- _Aim_
Your task is to transcribe all the entries exactly, excluding pictures.

═════ Data lines ═════

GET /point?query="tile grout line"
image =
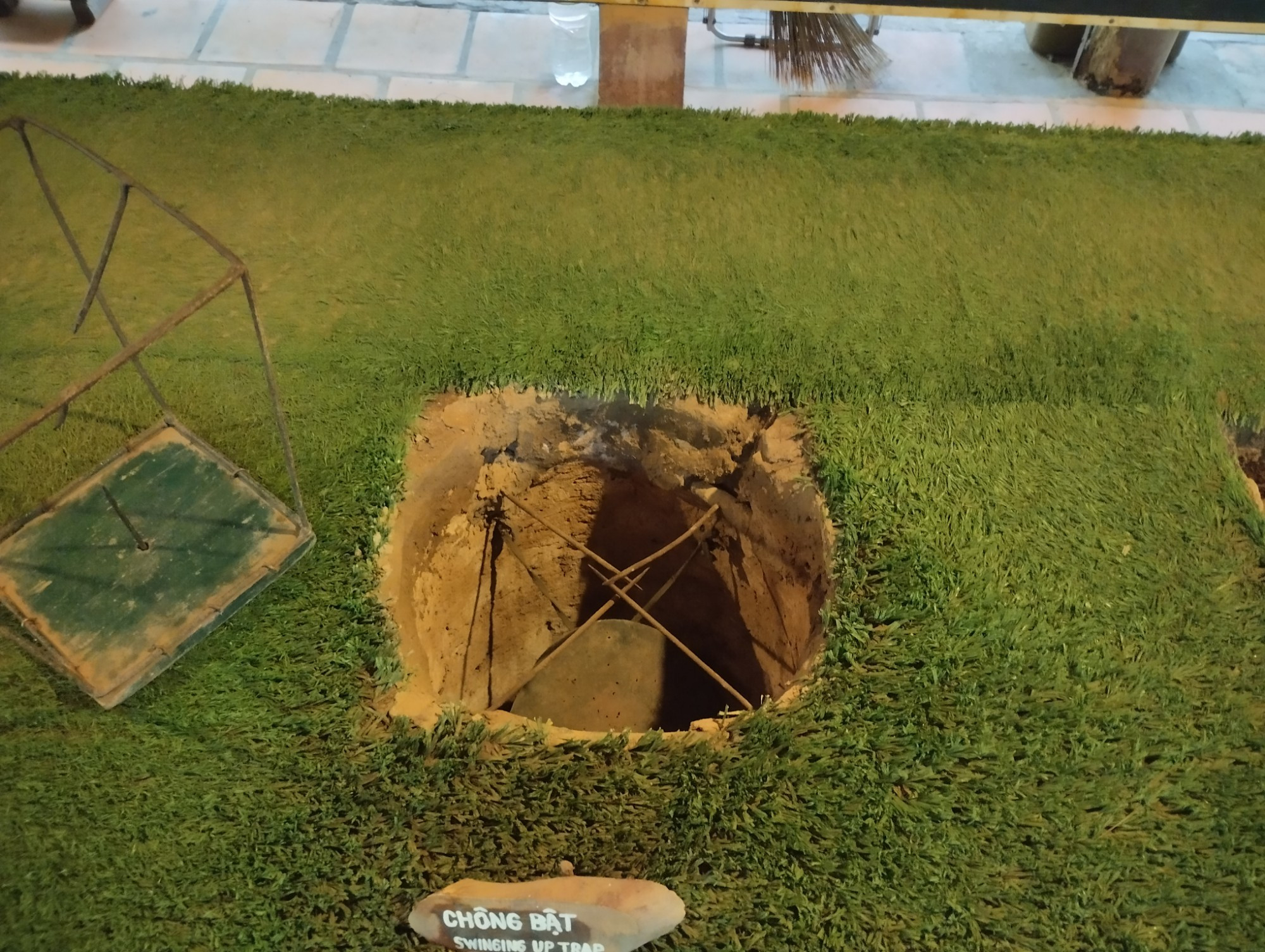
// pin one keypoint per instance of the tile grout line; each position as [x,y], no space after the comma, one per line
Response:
[206,36]
[467,42]
[336,44]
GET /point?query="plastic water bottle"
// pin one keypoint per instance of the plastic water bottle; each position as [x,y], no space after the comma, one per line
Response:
[574,42]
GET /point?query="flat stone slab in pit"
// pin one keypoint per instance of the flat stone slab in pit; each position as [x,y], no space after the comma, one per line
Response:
[565,914]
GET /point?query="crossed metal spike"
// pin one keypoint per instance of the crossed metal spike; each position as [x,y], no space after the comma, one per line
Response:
[633,574]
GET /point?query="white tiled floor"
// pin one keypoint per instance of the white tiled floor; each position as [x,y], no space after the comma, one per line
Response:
[404,40]
[953,70]
[290,32]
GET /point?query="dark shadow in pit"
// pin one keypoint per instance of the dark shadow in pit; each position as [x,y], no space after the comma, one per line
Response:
[1249,446]
[634,519]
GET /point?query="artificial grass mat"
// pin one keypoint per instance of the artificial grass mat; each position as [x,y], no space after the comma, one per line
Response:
[1039,720]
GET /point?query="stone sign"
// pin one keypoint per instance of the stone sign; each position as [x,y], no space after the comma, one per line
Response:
[565,914]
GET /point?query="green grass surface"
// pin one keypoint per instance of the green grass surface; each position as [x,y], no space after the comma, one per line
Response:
[1039,723]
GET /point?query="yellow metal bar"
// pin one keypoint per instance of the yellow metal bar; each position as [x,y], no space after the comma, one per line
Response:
[954,13]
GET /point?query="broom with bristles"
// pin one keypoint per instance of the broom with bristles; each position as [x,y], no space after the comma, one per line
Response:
[829,49]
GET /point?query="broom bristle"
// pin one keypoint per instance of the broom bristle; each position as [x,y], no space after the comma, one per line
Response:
[832,49]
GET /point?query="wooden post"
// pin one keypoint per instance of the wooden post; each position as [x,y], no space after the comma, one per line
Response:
[642,58]
[1123,61]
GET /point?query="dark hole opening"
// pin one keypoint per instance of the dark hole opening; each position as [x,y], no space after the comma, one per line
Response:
[634,519]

═════

- _Result below_
GET /point?query="tile grout line"
image =
// pin one keypoint per instance of the tile grout line; each position as [x,y], no space after the comma, one per line
Response:
[206,36]
[467,42]
[336,44]
GET /point?query="plastic water bottle"
// pin one keypoint per instance of the plastic water bottle; each position as [x,y], no space after the comma, one per line
Response:
[574,42]
GET /point?query="flat stone slab in pit"
// pin one keypoint per instance of the flat stone slab in pit; each position as [x,y], no space after the comma, one per line
Response:
[565,914]
GET /point?query="crossed metal spike"
// pin one keypoint per instance of the crossed metal spike; each position as [x,y], no space after the comma, one per line
Response:
[633,574]
GET /point?query="white tiled floor"
// pin one keypoint per instance of the white tiled floor; each position as [x,y], no space after the comma, one per line
Response:
[404,40]
[953,70]
[290,32]
GET /point?query="dark shadow in pit"
// pin one keypoint per instance of the dark shadow in pit; each position as [x,y], no space after the comma, one per line
Response:
[1249,446]
[634,519]
GET /point?query="artificial grass mat"
// pin one keypoint per instance of the artificial grass mat; each position as [x,y], no space after the comma, one per line
Response:
[1039,720]
GET /point?query="stone sign"
// pin one keypoint per instance of the stone sign; each position as [x,y], no space after the comma, one per line
Response:
[565,914]
GET /point?query="green grass surface"
// pin one keypoint per instance of the green grass surface; each position as [x,y], no space after the comma, one per line
Response:
[1039,723]
GET /point?query="yellow metal bar"
// pin one keypoint per instance of the yellow metal bar; each position as [x,y], no space after the comma, one per line
Response:
[954,13]
GET /point?query="broom with bristles"
// pin one keypoint per instance of the broom with bristles; each position as [x,y], no space after the comma, one per line
Response:
[829,49]
GET /point?query="broom bristle"
// pin one keypoint per instance of the broom bristle; each position as [x,y], no space after the comma, one per line
Response:
[832,49]
GET /point?query="wooden post"
// pin one keypoint per instance of the wooden post; each position as [x,y], no space after the comma, one per line
Response:
[642,58]
[1123,61]
GET /point?query="dark hole opening"
// pin one keypoint per instance of the dark hole opening; each position as [x,y], no space after the comma, one per line
Response:
[634,519]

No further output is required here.